Passage shown ::
● ● ● ● ● ● ●
In May 2010 Hyves had more than 10.3 million accounts. These correspond to two thirds of the size of the Dutch population (which stood at over 16 million in 2010), however this included multiple accounts per person and inactive accounts. The number of accounts had grown by over two million as compared to 1.5 years earlier. Hyves could be used free of charge, but there was an option for a paid Premium Membership (called "Gold Membership"). Gold members had access to some extra features, such as the ability to use a wider variety of smilies in their messages and more uploading space for pictures. The creators have said that the basic of a Hyves account will always be free.
In 2013, the social network was officially discontinued, due to the huge decrease in accounts due to the growing popularity of other social networks like Facebook and Twitter in the Netherlands. The site continued as Hyves Games, where members could use their Hyves accounts to play social games.
History
Hyves started in September 2004. The name Hyves was chosen because the desired domain name hives.nl was already taken. The name referred to beehives and the fact that social networks are built the same way.
In May 2006 it became public that the Dutch police was using Hyves as a tool to investigate possible suspects. Only information that is uploaded by suspects is being checked.
On December 13, 2007 Hyves was awarded with the title of "most popular site of the year".
In April 2008, Dutch media tycoon Joop van den Ende took a large interest in Hyves. The intention was to expand abroad and provide mobile services.
Hyves changed its design in July of '09. The site got a new look and feel, described as being more docile and synoptic. The profile picture format was also changed into a standard square shape.
In her Christmas speech of 2009, Queen Beatrix of the Netherlands expressed negative views about online social networks. In response, the founder of Hyves offered her a free account/profile, so that she could experience Hyves herself.
● ● ● ● ● ● ●
Rows ::
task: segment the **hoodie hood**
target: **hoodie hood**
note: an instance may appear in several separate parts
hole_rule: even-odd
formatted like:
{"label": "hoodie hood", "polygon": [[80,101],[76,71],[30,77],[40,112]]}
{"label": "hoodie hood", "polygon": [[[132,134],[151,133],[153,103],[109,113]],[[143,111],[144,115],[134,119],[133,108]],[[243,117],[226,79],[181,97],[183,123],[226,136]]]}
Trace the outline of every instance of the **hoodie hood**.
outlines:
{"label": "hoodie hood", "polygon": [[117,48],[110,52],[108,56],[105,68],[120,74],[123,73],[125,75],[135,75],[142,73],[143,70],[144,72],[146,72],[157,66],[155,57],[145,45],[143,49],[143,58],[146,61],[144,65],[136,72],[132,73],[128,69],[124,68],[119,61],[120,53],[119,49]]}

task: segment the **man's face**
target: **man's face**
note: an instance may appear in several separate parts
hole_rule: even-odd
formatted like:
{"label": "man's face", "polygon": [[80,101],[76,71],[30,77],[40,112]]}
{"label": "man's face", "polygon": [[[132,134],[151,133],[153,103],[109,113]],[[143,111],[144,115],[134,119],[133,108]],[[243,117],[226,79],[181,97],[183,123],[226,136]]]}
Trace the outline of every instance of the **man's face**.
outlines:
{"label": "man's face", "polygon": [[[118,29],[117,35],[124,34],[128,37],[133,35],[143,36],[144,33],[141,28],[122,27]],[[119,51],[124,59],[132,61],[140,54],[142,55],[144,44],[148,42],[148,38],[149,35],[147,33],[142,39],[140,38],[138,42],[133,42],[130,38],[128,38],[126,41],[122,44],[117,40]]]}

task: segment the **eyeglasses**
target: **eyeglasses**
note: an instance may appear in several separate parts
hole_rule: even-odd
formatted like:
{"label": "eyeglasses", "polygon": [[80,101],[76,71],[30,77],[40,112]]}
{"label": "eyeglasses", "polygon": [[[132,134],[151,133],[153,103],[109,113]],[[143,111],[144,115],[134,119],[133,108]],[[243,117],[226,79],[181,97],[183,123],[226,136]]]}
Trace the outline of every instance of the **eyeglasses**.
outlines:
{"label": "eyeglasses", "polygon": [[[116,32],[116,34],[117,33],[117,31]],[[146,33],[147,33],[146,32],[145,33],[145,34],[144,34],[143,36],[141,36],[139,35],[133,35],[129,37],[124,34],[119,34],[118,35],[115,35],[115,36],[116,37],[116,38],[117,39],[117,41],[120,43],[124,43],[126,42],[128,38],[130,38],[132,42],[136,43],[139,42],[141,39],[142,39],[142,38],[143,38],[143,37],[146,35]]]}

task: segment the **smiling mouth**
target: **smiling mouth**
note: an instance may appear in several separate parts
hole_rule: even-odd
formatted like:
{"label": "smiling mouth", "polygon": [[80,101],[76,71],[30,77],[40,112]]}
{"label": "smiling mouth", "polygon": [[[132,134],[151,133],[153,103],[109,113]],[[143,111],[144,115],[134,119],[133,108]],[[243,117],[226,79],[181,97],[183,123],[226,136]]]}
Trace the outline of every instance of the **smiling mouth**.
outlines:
● ● ● ● ● ● ●
Tasks to carry out ::
(a) Swap "hole_rule" for "fill_rule" in the entries and write out the lines again with nothing else altered. Begin at the line that has "task: segment the **eyeglasses**" and stop after the last line of the entries.
(b) Extend the passage about the Hyves social network, picking up right after its last sentence.
The Hyves passage and the entries are unrelated material.

Replies ::
(a)
task: segment the **eyeglasses**
target: **eyeglasses**
note: an instance may appear in several separate parts
fill_rule: even-odd
formatted like:
{"label": "eyeglasses", "polygon": [[80,101],[76,71],[30,77],[40,112]]}
{"label": "eyeglasses", "polygon": [[[132,134],[151,133],[153,103],[109,113]],[[143,111],[144,115],[134,119],[133,108]],[[243,117],[226,79],[181,97],[183,123],[226,136]]]}
Trace the outline of every instance of the **eyeglasses**.
outlines:
{"label": "eyeglasses", "polygon": [[[116,32],[116,34],[117,33],[117,31]],[[146,33],[147,33],[146,32],[145,33],[145,34],[144,34],[143,36],[141,36],[139,35],[133,35],[129,37],[124,34],[119,34],[118,35],[115,35],[115,36],[116,37],[116,38],[117,39],[117,41],[120,43],[124,43],[126,42],[128,38],[130,38],[132,42],[136,43],[139,42],[141,39],[142,39],[142,38],[143,38],[143,37],[146,35]]]}

task: segment the **smiling mouth**
target: **smiling mouth**
note: an instance may appear in several separate parts
fill_rule: even-odd
formatted like:
{"label": "smiling mouth", "polygon": [[80,101],[76,71],[30,77],[40,112]]}
{"label": "smiling mouth", "polygon": [[[132,134],[151,133],[153,103],[109,113]],[[143,111],[144,115],[134,119],[133,108]],[[243,117],[226,79],[181,97],[183,123],[226,136]]]}
Trace the outline of every instance of the **smiling mouth**.
outlines:

(b)
In 2010, it became clear that the fast growth of Hyves was slowing down due to growth of Twitter and Facebook. Therefore, Hyves announced extra measures to leave the competition further behind. These measures were successful, because Hyves welcomed its 10 millionth user in April 2010. Despite the perception that Hyves mostly had young members, the target group ages faster than it rejuvenates. The average age of a member at Hyves is 30 years old. Also, in that same month, Hyves announced "Hyves Payments" and "Hyves Games", which allows users to play games and pay friends through the social network.
Although Facebook was rapidly growing in the Netherlands, in 2010 Hyves was still the most popular social network with 10.6 million users and a 68% penetration. Hyves was sold to the Telegraaf Media Groep in November that same year.
In September 2011, Facebook received more unique visitors than Hyves since its creation. In the same year, Hyves redirected their focus from a pure social network platform to a content platform by adding a news section, sports results and radio channels.
In 2013, the Telegraaf Media Group announced to reform Hyves from a social network platform to an exclusive gaming platform. All users had the ability to download their social profile. On December 1, 2013 all the not downloaded accounts were removed.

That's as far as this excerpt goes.